## Exercise instructions
Rewrite the lines below as a JSON list of strings, one string per line, leaving out blank lines.

## Given data

━━━━━━━━━━━━━━━━━━━━━━━━━━━━━━

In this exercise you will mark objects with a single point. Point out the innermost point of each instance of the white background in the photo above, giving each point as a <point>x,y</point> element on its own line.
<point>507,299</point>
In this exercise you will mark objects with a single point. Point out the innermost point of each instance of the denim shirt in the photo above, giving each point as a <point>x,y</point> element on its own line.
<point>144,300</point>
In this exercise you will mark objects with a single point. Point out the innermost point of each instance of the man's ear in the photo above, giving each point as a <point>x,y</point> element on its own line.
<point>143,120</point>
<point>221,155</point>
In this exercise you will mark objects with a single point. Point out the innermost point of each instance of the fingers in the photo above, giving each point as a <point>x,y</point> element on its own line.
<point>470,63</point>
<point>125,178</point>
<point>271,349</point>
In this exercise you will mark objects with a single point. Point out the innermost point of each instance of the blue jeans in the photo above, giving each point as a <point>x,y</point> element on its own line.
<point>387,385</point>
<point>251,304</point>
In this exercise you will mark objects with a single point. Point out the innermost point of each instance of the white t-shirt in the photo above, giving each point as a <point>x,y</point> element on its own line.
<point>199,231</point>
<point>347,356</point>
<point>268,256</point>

━━━━━━━━━━━━━━━━━━━━━━━━━━━━━━

## The reply
[
  "In this exercise you will mark objects with a single point. Point out the innermost point of each instance of the white background in the photo above, giving each point as a <point>x,y</point> element on its own line.",
  "<point>507,299</point>",
  "In this exercise you will mark objects with a single point. Point out the innermost point of each instance of the denim shirt in the photo above, giving each point as a <point>x,y</point> element on its own line.",
  "<point>144,300</point>",
  "In this exercise you will mark objects with a single point. Point out the innermost point of each instance of the man's ear in the photo above, giving each point as a <point>x,y</point> element on its own line.",
  "<point>143,120</point>",
  "<point>221,155</point>",
  "In this exercise you will mark objects with a single point. Point out the innermost point of each instance of the fingers in the photo above, giving each point as a <point>x,y</point> element on its own line.",
  "<point>470,63</point>",
  "<point>125,178</point>",
  "<point>271,349</point>",
  "In this exercise you will mark objects with a single point. Point out the innermost point of each instance of the blue jeans in the photo above, giving each point as a <point>x,y</point> element on its own line.",
  "<point>387,385</point>",
  "<point>251,304</point>",
  "In this exercise you will mark objects with a single point. Point out the innermost point of each instance of the white t-shirt in the photo above, giving each point as a <point>x,y</point> element on its own line.",
  "<point>199,231</point>",
  "<point>347,356</point>",
  "<point>268,256</point>"
]